------ Given passage

Dr. Robin Cook (born May 4, 1940 in New York City, New York) is an American physician and novelist who writes about medicine and topics affecting public health.

He is best known for combining medical writing with the thriller genre. Many of his books have been bestsellers on the New York Times Bestseller List. Several of his books have also been featured in Reader's Digest. His books have sold nearly 100 million copies.

Cook is a graduate of Wesleyan University and Columbia University School of Medicine. He finished his postgraduate medical training at Harvard. He divides his time between homes in Boston and Naples, Florida where he lives with his wife, Jean, and son. He is currently on leave from the Massachusetts Eye and Ear Infirmary. He has successfully combined medical fact with fantasy to produce a succession of bestselling books. Cook's medical thrillers are designed, in part, to keep the public aware of both the technological possibilities of modern medicine and the ensuing ethical problems.

The Cousteau Society recruited Cook to run its blood-gas lab in the South of France. Intrigued by diving, he later called on a connection he made through Jacques Cousteau to become an aquanaut with the US Navy Sealab when he was drafted in 1969.

Cook is a private member of the Woodrow Wilson Center's Board of Trustees. The Board of Trustees, led by Chairman Joseph B. Gildenhorn, are appointed to six-year terms by the President of the United States.

Cook's novels have anticipated national controversy. Interviewer Stephen McDonald talked to him about his novel Shock; Cook admits the timing of Shock was fortuitous. "I suppose that you could say that it's the most like Coma in that it deals with an issue that everybody seems to be concerned about," he says, "I wrote this book to address the stem cell issue, which the public really doesn't know anything about. Besides entertaining readers, my main goal is to get people interested in some of these issues, because it's the public that ultimately really should decide which way we ought to go in something as ethically questioning as stem cell research."

------------
------ Dataset entries

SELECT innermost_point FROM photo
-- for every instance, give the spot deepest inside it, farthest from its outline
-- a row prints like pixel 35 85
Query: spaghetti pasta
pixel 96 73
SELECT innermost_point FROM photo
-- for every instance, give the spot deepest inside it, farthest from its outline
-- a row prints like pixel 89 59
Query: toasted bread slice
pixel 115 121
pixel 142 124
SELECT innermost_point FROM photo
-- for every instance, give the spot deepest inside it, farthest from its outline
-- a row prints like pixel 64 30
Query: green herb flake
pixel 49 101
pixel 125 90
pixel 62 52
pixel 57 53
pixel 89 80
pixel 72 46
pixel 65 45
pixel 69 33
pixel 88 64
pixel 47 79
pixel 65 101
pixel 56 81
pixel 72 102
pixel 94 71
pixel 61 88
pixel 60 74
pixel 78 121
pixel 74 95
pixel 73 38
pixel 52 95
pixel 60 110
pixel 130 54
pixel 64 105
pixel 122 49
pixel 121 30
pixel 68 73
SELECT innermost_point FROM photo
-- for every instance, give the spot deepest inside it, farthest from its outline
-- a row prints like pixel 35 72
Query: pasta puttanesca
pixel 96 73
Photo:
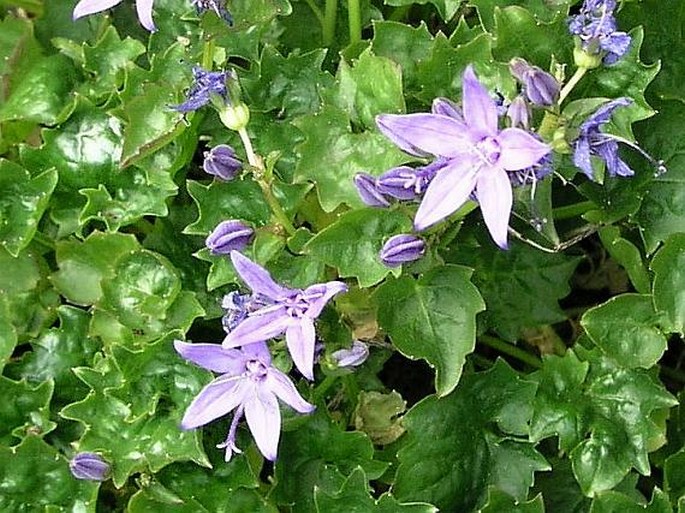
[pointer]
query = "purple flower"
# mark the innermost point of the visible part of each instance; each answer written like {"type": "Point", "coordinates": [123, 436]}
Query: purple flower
{"type": "Point", "coordinates": [289, 311]}
{"type": "Point", "coordinates": [595, 25]}
{"type": "Point", "coordinates": [89, 466]}
{"type": "Point", "coordinates": [143, 8]}
{"type": "Point", "coordinates": [221, 161]}
{"type": "Point", "coordinates": [352, 357]}
{"type": "Point", "coordinates": [207, 86]}
{"type": "Point", "coordinates": [217, 6]}
{"type": "Point", "coordinates": [478, 156]}
{"type": "Point", "coordinates": [228, 236]}
{"type": "Point", "coordinates": [248, 384]}
{"type": "Point", "coordinates": [402, 249]}
{"type": "Point", "coordinates": [540, 87]}
{"type": "Point", "coordinates": [592, 141]}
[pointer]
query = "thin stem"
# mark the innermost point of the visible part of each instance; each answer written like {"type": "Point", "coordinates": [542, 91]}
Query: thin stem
{"type": "Point", "coordinates": [256, 162]}
{"type": "Point", "coordinates": [354, 21]}
{"type": "Point", "coordinates": [331, 12]}
{"type": "Point", "coordinates": [573, 81]}
{"type": "Point", "coordinates": [511, 350]}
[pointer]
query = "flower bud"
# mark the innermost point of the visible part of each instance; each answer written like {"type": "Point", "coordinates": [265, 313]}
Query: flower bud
{"type": "Point", "coordinates": [228, 236]}
{"type": "Point", "coordinates": [401, 249]}
{"type": "Point", "coordinates": [221, 161]}
{"type": "Point", "coordinates": [518, 112]}
{"type": "Point", "coordinates": [352, 357]}
{"type": "Point", "coordinates": [541, 88]}
{"type": "Point", "coordinates": [89, 466]}
{"type": "Point", "coordinates": [368, 191]}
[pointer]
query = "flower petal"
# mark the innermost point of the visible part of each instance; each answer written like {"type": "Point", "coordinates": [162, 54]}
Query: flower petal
{"type": "Point", "coordinates": [425, 134]}
{"type": "Point", "coordinates": [448, 191]}
{"type": "Point", "coordinates": [495, 196]}
{"type": "Point", "coordinates": [212, 357]}
{"type": "Point", "coordinates": [258, 328]}
{"type": "Point", "coordinates": [300, 338]}
{"type": "Point", "coordinates": [520, 149]}
{"type": "Point", "coordinates": [264, 420]}
{"type": "Point", "coordinates": [144, 9]}
{"type": "Point", "coordinates": [215, 400]}
{"type": "Point", "coordinates": [258, 278]}
{"type": "Point", "coordinates": [280, 384]}
{"type": "Point", "coordinates": [327, 291]}
{"type": "Point", "coordinates": [480, 110]}
{"type": "Point", "coordinates": [86, 7]}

------------

* [Exercise details]:
Render this sentence from the Robin Cook biography in Spanish: "He finished his postgraduate medical training at Harvard." The listing has no connection to the text about Robin Cook.

* [Reply]:
Terminó su formación médica de posgrado en Harvard.